Return the data below unchanged, line for line, but leave out the pictures.

— start Data provided —

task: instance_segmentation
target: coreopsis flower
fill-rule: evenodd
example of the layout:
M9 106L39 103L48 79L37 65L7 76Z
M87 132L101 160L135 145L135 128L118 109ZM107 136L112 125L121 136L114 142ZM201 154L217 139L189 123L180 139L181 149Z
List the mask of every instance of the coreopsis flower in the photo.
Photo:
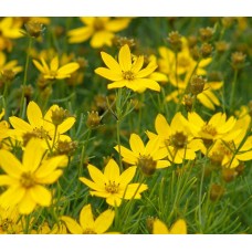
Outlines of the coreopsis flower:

— end Data provided —

=== Correct result ===
task: instance_segmentation
target: coreopsis flower
fill-rule: evenodd
example of the layout:
M9 106L39 103L48 79L37 65L7 76Z
M87 132L101 160L135 145L135 128L118 109ZM107 136L112 125L121 136L114 142ZM201 154L217 139L189 123L180 139L181 149Z
List the mask of every instance of the coreopsis flower in the photo.
Photo:
Outlines of the coreopsis flower:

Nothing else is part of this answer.